• What the task requires:
Transcribe every entry exactly; the images stay out.

(Photo-based referring expression data)
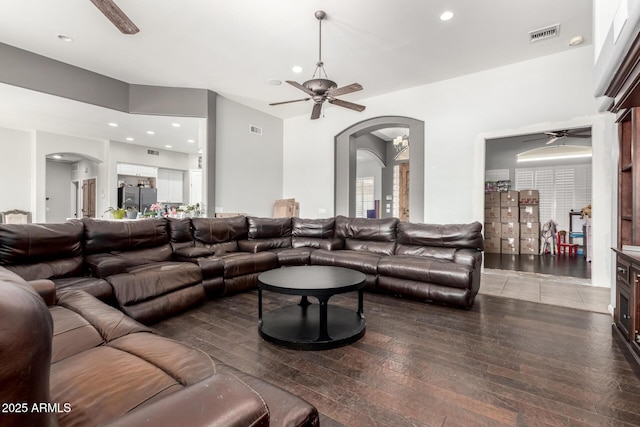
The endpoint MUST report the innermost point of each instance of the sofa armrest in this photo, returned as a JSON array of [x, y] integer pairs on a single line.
[[470, 257], [46, 289], [186, 253], [104, 265], [219, 401]]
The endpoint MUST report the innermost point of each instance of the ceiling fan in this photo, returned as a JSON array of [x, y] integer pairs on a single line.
[[567, 133], [116, 16], [322, 89]]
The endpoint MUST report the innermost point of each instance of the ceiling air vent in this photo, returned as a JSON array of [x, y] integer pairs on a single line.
[[544, 33]]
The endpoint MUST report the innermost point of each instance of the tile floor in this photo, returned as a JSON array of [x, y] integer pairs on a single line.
[[547, 289]]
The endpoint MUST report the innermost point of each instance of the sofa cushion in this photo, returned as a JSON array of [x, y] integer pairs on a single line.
[[443, 235], [293, 256], [382, 230], [382, 248], [151, 280], [219, 230], [317, 228], [64, 267], [99, 288], [153, 255], [267, 228], [365, 262], [42, 251], [259, 245], [329, 243], [424, 269], [108, 236], [105, 382], [242, 263], [428, 251]]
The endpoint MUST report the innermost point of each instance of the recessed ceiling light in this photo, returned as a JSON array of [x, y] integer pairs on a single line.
[[576, 41], [64, 38], [446, 16]]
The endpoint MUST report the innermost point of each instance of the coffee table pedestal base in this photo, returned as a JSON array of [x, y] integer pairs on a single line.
[[299, 327]]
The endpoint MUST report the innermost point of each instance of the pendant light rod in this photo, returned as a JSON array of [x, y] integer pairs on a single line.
[[320, 15]]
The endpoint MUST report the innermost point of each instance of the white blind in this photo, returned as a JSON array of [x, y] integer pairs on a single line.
[[561, 188]]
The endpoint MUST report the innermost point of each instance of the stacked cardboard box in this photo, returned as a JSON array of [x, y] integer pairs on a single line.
[[529, 201], [492, 225], [509, 217]]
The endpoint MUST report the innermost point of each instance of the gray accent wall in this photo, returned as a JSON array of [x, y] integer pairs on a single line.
[[501, 153], [36, 72]]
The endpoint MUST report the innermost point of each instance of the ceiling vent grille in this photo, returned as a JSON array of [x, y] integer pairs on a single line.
[[544, 33]]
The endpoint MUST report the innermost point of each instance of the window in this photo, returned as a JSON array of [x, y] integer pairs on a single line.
[[364, 196]]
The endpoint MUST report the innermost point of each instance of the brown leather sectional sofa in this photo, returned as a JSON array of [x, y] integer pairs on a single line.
[[110, 368], [72, 360]]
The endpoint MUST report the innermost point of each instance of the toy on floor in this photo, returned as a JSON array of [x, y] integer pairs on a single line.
[[548, 238]]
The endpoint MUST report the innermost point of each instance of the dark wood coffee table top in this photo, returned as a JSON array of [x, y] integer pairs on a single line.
[[311, 280], [308, 326]]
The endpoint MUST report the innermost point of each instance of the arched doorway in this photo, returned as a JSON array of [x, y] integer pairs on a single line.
[[354, 137]]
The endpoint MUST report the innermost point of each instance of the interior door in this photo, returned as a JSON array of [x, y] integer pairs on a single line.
[[89, 198], [404, 191]]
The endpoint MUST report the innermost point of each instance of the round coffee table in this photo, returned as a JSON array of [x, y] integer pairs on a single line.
[[307, 326]]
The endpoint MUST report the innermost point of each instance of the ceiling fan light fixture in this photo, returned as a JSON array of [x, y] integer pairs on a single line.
[[446, 15], [64, 38], [319, 88]]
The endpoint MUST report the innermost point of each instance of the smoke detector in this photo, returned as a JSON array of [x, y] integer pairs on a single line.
[[544, 33]]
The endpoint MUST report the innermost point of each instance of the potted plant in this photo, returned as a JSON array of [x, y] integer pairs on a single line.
[[116, 213], [132, 212]]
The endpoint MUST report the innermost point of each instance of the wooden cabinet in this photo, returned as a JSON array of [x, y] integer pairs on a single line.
[[170, 185], [627, 311], [629, 179]]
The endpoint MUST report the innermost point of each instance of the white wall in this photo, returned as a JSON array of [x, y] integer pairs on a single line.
[[459, 114], [58, 191], [603, 12], [15, 171], [248, 175], [49, 143]]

• Result of the task:
The endpoint MUST report the innermost point of each instance of the sofa armrest in this photo, returned as a JSON array of [x, y] integer pairs on a single line.
[[470, 257], [46, 289], [186, 253], [104, 265], [219, 401]]
The endpoint MUST report the innermost point of each instance of the ceiling fan in this photo, returned as a JSON array of [x, y] integer pairs on a single line.
[[567, 133], [116, 16], [322, 89]]
The endpoint MUST report the innermost point of each instance of the ceiling air vent in this photo, returned as a JSON array of [x, y] integer pairs on a single line.
[[544, 33]]
The endpoint MUST report the innermost point of each instance of the tile floor in this photo, returned as a JSON array of [x, y] integer pairs on a single line.
[[547, 289]]
The endpoint MUST report the innermost point of each instance of the sofa cushion in this photo, returned as a JSON array of [x, y] integer pairs on a single line.
[[443, 235], [293, 256], [382, 230], [382, 248], [151, 280], [219, 230], [317, 228], [64, 267], [99, 288], [153, 255], [267, 228], [365, 262], [42, 251], [259, 245], [329, 243], [424, 269], [108, 236], [105, 382], [242, 263], [428, 251]]
The endpoint MUST report the innermost point of each instance of the recessed ceiling light in this photo, returned as a JSON array of [x, y] integer pairs on a single line.
[[576, 41], [64, 38], [446, 16]]
The endpoint MUST report the innermost point of each instance of the coffee table pedestal base in this photo, returned as a JSON array of [x, y] integer pairs on a single line.
[[299, 327]]
The endpoint MUST report the innermost point of each instance of the pendant light rod in this photo, returned as a JSON array of [x, y] integer pairs on a single line.
[[320, 15]]
The endpoint MUST report the innermost point of each instance of the white blind in this photo, returned as a JSON array of [x, y] integer pairs on a single line.
[[561, 188]]
The endpoint MUST report the innermost point of each instance of the stacked cardboard box in this photo, returned as a JSON array of [x, y] integer pairs on a single line.
[[529, 201], [492, 225], [509, 217]]
The endpoint MUST report the innermost point of each instance of the gray accent wall in this photo, returned as a JSON array of [x, y] integer pairs on a single line.
[[501, 153], [36, 72]]
The endpoint MUST report the innermost point of each instance of the ceiling vent grille in this photo, returned as a JSON array of [x, y] integer pairs on a single line.
[[544, 33]]
The endpoint MUST report the innermost point of each instance of the window in this photo, returned as a JSON array of [x, y] integer pairs on a single line.
[[364, 196]]
The endpoint MUST report the innermost point of each instance of the brown leather sectional sofa in this photo, returned as a JSON array of [x, y] integer pairs on a single line.
[[110, 368], [72, 360]]
The endpoint MUST report the innermost point of each instance of the toy on floor in this photo, returned as a JSON array of [x, y] integer pairs on a single line.
[[548, 238]]
The endpoint MUST report the innermost point of each instance of the dark wood coffee table top in this photo, returned as a JSON array of [x, y] integer pairs on a single line.
[[311, 280], [308, 326]]
The endpoint MUST report the innermost point of each instance of the arched doorway in this photo, returned as a JSON array of [x, y] integer pairs on a single line.
[[354, 137]]
The endpoint MUST report the innermost point of each instance of the interior door in this photo, returned as a JSON array of [x, y] integer pairs on a single line.
[[89, 198], [404, 191]]
The endpoint MUST report the innermost point of each instance of the round coffee table in this photo, returned as a JSON array of [x, y] integer pairs on a single line.
[[307, 326]]
The endpoint MUST report the innermost point of each instance of the ceiling fan light fixture in this photo, returned as a JSON array of [x, y] integer pairs on a single line.
[[446, 15], [64, 38], [319, 88]]
The endpoint MUST report the innermost point of each instance of the smoke detector in this photo, returned as a JSON array of [x, y] integer pairs on a single line.
[[544, 33]]
The endpoint MUST report the innermost point of each instance of the potted plant in this photo, returned as a JSON array of [x, y] integer pairs on a single line.
[[116, 213], [132, 212]]
The endpoint MUST report the innermost point of each instance of the wooden cabinet in this photo, returned as a JSON array of [x, y] integer pairs on a single line.
[[170, 185], [627, 311], [629, 179]]
The endpoint MUST report the innermost point of each instance of the white wall in this photo, returned as a JSON array of [x, y] integer pairs on a single line.
[[459, 114], [58, 191], [603, 12], [15, 171], [248, 175], [49, 143]]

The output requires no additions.